(Region labeling items)
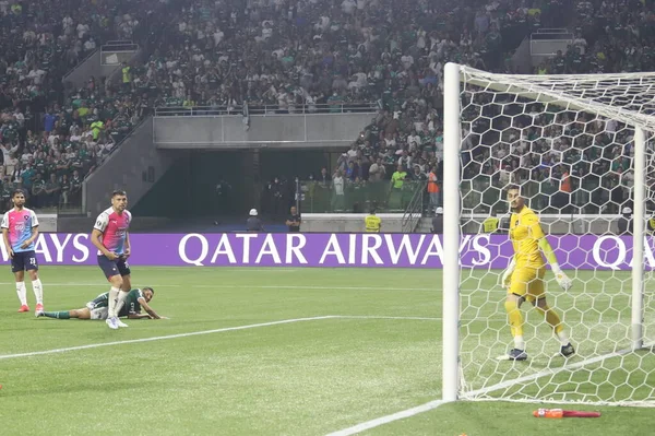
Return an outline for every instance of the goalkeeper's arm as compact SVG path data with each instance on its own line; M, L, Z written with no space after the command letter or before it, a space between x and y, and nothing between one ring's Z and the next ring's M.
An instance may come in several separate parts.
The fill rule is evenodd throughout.
M550 263L550 269L555 274L555 280L557 280L557 283L561 286L562 290L569 291L573 283L571 282L571 279L569 279L567 274L562 272L557 261L557 256L555 256L555 250L550 246L550 243L548 243L548 239L546 239L546 236L539 238L538 244L539 249L546 257L546 260L548 261L548 263Z
M503 287L510 287L512 273L514 272L515 268L516 268L516 256L512 256L512 261L510 262L508 268L505 268L505 270L502 272L501 285Z

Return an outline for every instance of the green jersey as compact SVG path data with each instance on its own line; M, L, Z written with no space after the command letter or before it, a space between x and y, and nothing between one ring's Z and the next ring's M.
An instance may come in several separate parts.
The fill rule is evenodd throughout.
M141 290L130 291L130 293L128 294L128 298L126 299L126 304L120 309L118 316L127 317L130 314L141 313L141 303L139 303L139 298L145 298ZM109 307L109 293L106 292L104 294L98 295L93 302L87 303L86 307L88 307L92 310L99 309L103 307Z

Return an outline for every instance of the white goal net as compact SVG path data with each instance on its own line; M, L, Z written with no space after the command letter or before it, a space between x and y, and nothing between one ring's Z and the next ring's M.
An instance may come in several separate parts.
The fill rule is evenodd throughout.
M469 400L655 405L655 73L504 75L449 64L445 92L444 254L460 249L452 233L484 237L483 248L455 255L458 274L444 266L444 399L456 389ZM510 329L501 283L514 256L510 186L573 283L562 290L547 267L544 295L563 335L529 302L522 334ZM490 216L498 232L485 232ZM528 281L529 294L538 286ZM563 357L567 337L575 354ZM499 360L517 343L527 360Z

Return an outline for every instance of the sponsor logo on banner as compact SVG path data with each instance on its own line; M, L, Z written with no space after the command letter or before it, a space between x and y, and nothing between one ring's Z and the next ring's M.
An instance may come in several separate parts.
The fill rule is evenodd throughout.
M629 270L632 238L549 236L564 269ZM131 234L133 266L442 268L443 245L428 234ZM655 238L646 237L645 268L655 268ZM96 264L87 234L43 233L39 264ZM507 235L463 235L463 268L503 269L513 255ZM0 256L9 261L0 243Z

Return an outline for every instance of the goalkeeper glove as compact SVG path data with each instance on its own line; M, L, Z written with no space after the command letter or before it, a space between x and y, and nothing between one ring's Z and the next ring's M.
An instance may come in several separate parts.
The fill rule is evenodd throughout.
M557 284L559 284L562 290L569 291L571 286L573 286L573 282L559 268L559 263L552 263L550 268L552 269L552 273L555 274L555 280L557 280Z
M516 260L512 258L512 261L510 262L508 268L502 272L502 282L501 282L502 287L510 287L514 268L516 268Z

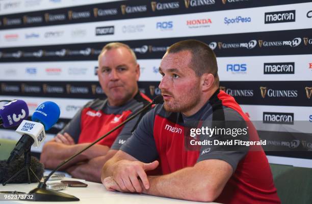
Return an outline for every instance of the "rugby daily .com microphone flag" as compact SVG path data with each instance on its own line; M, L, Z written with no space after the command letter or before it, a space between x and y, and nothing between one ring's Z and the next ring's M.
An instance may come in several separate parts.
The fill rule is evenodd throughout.
M32 120L36 122L23 121L16 130L22 136L11 153L8 163L20 157L33 144L40 147L45 139L45 130L49 129L58 121L60 113L60 108L56 103L46 101L41 104L33 114Z

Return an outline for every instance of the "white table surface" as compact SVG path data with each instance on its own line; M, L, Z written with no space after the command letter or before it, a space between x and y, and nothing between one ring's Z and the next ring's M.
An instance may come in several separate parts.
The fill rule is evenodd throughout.
M194 202L188 200L183 200L162 197L153 196L145 194L138 194L132 193L123 193L118 192L108 191L105 187L101 184L96 183L89 182L84 180L74 179L66 178L66 180L72 180L80 181L88 184L86 188L82 187L68 187L67 190L62 190L65 193L74 195L80 199L79 201L73 202L32 202L28 201L0 201L0 203L7 203L8 204L15 203L91 203L91 204L124 204L124 203L137 203L137 204L176 204L176 203L201 203L201 202ZM59 182L55 181L53 182ZM8 184L5 186L0 184L0 191L16 191L29 192L30 190L37 187L38 183L33 184ZM208 203L206 202L205 203ZM217 203L210 202L209 203Z

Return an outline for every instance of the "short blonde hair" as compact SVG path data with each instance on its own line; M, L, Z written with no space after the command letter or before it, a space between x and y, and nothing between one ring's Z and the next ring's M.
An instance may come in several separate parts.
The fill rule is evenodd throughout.
M110 43L109 44L106 44L106 45L105 45L104 47L103 47L103 49L102 49L102 51L101 51L101 52L98 55L98 59L100 56L100 55L102 54L102 53L104 52L105 51L110 50L112 49L117 49L120 47L124 47L127 50L128 50L128 51L130 52L130 53L131 53L131 55L132 55L132 56L133 57L134 62L135 62L136 64L137 63L137 56L136 56L136 54L134 53L132 49L131 49L130 47L129 47L127 45L126 45L125 44L119 43L118 42Z

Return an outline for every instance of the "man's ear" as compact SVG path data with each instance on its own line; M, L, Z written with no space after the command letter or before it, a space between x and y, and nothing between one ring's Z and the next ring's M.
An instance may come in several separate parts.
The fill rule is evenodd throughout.
M215 77L212 74L204 73L201 77L201 90L206 92L213 86L215 83Z
M141 74L141 71L140 70L140 65L137 64L136 66L136 79L137 81L139 81L139 78L140 78L140 74Z

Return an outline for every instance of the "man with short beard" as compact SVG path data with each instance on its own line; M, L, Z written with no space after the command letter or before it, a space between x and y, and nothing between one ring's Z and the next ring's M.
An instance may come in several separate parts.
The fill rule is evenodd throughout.
M150 102L139 91L140 66L133 51L120 43L106 45L98 56L97 75L107 99L88 103L43 148L40 161L55 168ZM62 168L73 177L100 182L101 167L131 136L142 114L83 152Z
M164 103L143 118L103 166L107 189L205 202L280 203L261 146L256 151L186 147L192 122L250 123L233 98L219 90L217 60L209 46L194 40L175 43L159 72ZM254 128L248 126L249 139L258 140ZM162 175L147 176L160 163Z

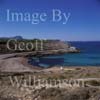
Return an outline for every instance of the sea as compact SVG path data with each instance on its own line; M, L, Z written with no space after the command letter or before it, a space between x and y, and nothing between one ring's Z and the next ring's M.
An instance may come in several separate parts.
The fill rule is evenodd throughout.
M67 43L67 42L66 42ZM100 42L70 42L80 53L32 57L29 63L41 67L51 66L100 66Z

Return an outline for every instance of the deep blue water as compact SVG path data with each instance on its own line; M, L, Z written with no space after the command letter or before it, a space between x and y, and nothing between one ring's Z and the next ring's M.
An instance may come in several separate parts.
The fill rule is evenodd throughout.
M80 53L33 58L31 63L38 66L100 66L100 42L70 42ZM35 59L35 60L34 60ZM36 62L34 62L36 61Z

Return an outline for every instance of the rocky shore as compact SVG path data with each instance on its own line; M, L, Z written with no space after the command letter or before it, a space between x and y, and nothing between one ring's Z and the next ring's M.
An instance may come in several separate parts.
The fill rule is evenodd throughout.
M52 50L48 47L48 43ZM30 65L28 57L79 52L75 47L60 41L47 42L45 48L48 49L0 55L0 100L100 99L100 67L52 66L40 68ZM35 77L35 83L30 82L30 77L32 80ZM61 82L71 80L71 83L66 81L59 85L58 80ZM55 81L57 81L56 85ZM74 84L74 81L84 82L84 86L82 83ZM38 84L38 82L41 83ZM48 85L50 82L52 83Z

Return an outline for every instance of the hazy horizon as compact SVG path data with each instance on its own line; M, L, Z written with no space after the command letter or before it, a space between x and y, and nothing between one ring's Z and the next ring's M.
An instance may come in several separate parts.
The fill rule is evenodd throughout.
M99 0L1 0L0 37L23 36L24 38L60 39L66 41L100 41ZM45 23L7 22L6 10L10 12L47 13ZM59 9L70 13L66 24L52 22L51 12Z

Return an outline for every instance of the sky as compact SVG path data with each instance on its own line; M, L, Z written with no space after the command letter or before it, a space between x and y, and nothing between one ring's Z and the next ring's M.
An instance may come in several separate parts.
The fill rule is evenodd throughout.
M45 23L7 22L6 10L21 13L47 13ZM70 12L66 24L52 22L53 9ZM100 41L100 0L0 0L0 37Z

*TO DO*. Collect every line of the data above that contains the string "white", matching case exactly.

*TASK OUTPUT*.
Return an outline for every instance of the white goal net as compact SVG path data with each instance on its own line; M, L, Z written with no space after the command letter or before it, a space between x and y, and nothing between one ring's Z and the next ring's M.
Return an outline for every instance of the "white table surface" as compact SVG path data with each instance on its own line; M, L, Z written with no space after the command letter or before it, a space between x and y, and nothing between one ring's Z and the next ring's M.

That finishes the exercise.